> **Documento**
——————————
Continuo a pensare a Polluting paradise, documentario di Fatih Akin presentato a Cannes. Un viaggio nella sua comunità d’origine devastata dai rifiuti.
Nel 2006 Akin, cineasta tedesco di origini turche, arrivato alla notorietà con film come La sposa turca, Soul kitchen e Ai confini del paradiso, riprende la scena finale di quest’ultimo lungometraggio di fiction nel villaggio natale dei suoi nonni, Çamburnu, situato nel nordest della Turchia. Un luogo dove la popolazione vive di pesca e “cultura del tè”, in sostanziale osmosi con la natura, e di cui il regista, che prima non lo conosceva, s’innamora subito. È un vero angolo di paradiso, in effetti.
Forse sarebbe meglio dire che la popolazione ci viveva, perché proprio in chiusura della la realizzazione di Ai confini del paradiso Fatin viene a sapere della potenziale catastrofe ecologica che incombe sul villaggio: un progetto di discarica, che per giunta non tiene in nessun conto gli standard internazionali di rispetto dell’ambiente. A nulla valgono le proteste degli abitanti, la discarica verrà costruita.
——————————
> **I tuoi compiti**
1. Rispondi a queste domande sul testo su Polluting paradise:
(a) In quale festival è stato presentato il documentario?
(b) Di che cosa vive la popolazione di Çamburnu?
(c) Quale progetto minaccia il villaggio?
2. Trascrivi dal testo su Polluting paradise il passo che inizia con le parole "Forse sarebbe meglio" e si ferma dopo "discarica verrà costruita.".

> **Sezione dati**
——————————
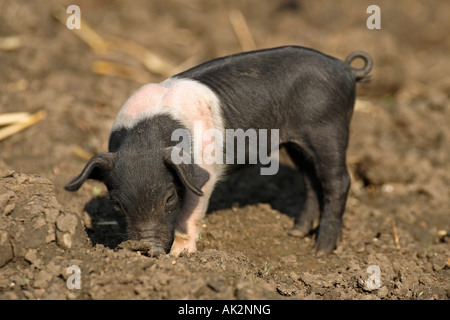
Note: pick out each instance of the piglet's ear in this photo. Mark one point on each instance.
(193, 176)
(96, 168)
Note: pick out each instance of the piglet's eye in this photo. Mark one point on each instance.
(171, 199)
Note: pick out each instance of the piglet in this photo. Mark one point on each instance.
(172, 142)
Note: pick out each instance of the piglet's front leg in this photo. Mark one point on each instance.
(188, 225)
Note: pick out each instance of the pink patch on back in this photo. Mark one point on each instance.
(144, 99)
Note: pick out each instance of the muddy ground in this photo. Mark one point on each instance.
(397, 217)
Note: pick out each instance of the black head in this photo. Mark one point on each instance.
(146, 185)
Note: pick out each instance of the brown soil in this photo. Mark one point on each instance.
(397, 215)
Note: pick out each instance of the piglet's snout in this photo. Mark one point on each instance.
(152, 240)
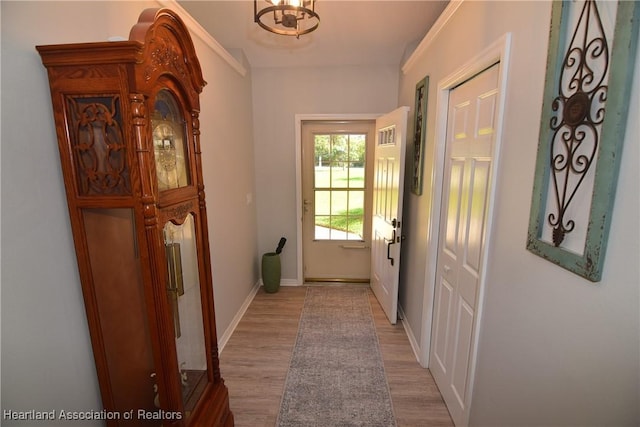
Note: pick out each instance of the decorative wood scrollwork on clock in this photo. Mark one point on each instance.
(98, 144)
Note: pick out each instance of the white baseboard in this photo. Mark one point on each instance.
(412, 338)
(222, 341)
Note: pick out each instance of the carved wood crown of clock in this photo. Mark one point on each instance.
(169, 143)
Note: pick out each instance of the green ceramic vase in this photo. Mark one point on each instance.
(271, 272)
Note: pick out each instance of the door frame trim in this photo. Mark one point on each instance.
(299, 118)
(497, 52)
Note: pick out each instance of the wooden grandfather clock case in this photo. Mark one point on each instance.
——————————
> **Risultati per compito**
1.
(a) A Cannes.
(b) Di pesca e "cultura del tè".
(c) Un progetto di discarica.

2.
Forse sarebbe meglio dire che la popolazione ci viveva, perché proprio in chiusura della la realizzazione di Ai confini del paradiso Fatin viene a sapere della potenziale catastrofe ecologica che incombe sul villaggio: un progetto di discarica, che per giunta non tiene in nessun conto gli standard internazionali di rispetto dell’ambiente. A nulla valgono le proteste degli abitanti, la discarica verrà costruita.